**Work to do**
a - Could you restate the part of the Eagles Nest graduation article that opens with the words containing "Six kids in" and closes with "Aboriginal Head Start.", renaming "educators" to "teachers" throughout?
b - How does the Eagles Nest graduation article carry on past its final sentence? Extend it from that point.

Six kids in the Eagles Nest child care program were celebrated for achieving a life milestone

Eagles Nest Aboriginal Head Start celebrated the graduation of six of their children on Tuesday, June 21, with a ceremony held at the Dutch Lake Community Centre. Parents sat in the DLCC gymnasium as the head start program educators and honoured guests spoke about the children’s growth and performed rituals to signify their rights of passage into the next stage of their lives.

Program Manager Georgina Leppky noted it was the biggest graduating group the Eagles Nest has had since it began in 2018. The program is for families identifying as First Nations, Metis or Inuit, providing care for children from zero to five, giving strong attention to the children’s ancestors and connection to the land. In March 2022, the Eagles Nest program expanded into an Aboriginal Head Start.

“When we chose our name Eagles Nest, we were very conscious of not just calling ourselves a day care, because we wanted to be more than that,” Leppy said to parents. “We wanted to create a place that felt like home.”

Cindy Wilgosh, executive director of the North Thompson Aboriginal Cultural Centre Society, presented Brigette MacDougall, who recently received her Early Childhood Educator certificate, with an honorary feather, given to a person who has “shown kindness, generosity and been extremely brave or has accomplished a wonderful role.” Wilgosh thanked MacDougall for all the help and support she has given the children of Eagles Nest.

**Stored records**
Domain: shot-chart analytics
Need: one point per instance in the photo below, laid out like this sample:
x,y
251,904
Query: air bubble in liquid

---

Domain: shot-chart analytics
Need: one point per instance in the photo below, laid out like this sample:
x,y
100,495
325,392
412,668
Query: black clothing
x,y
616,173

--

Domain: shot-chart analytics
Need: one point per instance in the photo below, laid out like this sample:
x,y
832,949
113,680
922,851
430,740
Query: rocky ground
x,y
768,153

**Exercise responses**
a -
Six kids in the Eagles Nest child care program were celebrated for achieving a life milestone

Eagles Nest Aboriginal Head Start celebrated the graduation of six of their children on Tuesday, June 21, with a ceremony held at the Dutch Lake Community Centre. Parents sat in the DLCC gymnasium as the head start program teachers and honoured guests spoke about the children’s growth and performed rituals to signify their rights of passage into the next stage of their lives.

Program Manager Georgina Leppky noted it was the biggest graduating group the Eagles Nest has had since it began in 2018. The program is for families identifying as First Nations, Metis or Inuit, providing care for children from zero to five, giving strong attention to the children’s ancestors and connection to the land. In March 2022, the Eagles Nest program expanded into an Aboriginal Head Start.

b -
Elder for the program, Sheila Nyman, performed a smudging ritual with the children, before moving to a blanket ceremony for each child.

The blanket ceremony represents a right of passage or an achievement, said Nyman, and are recognized from the West to the East Coast. Many years ago, the blanket would’ve been a hide which was very important because it would keep people warm in the winter. A person’s “richness” would be determined by how many blankets they had. The blankets can also be passed on to others, she added.

Each child in the Eagles Nest program had an Indigenous art-inspired blanket wrapped around them before they were turned around once and helped to sit back down. The ceremony was to signify the children’s coming of age as next year, they will all be entering Kindergarten.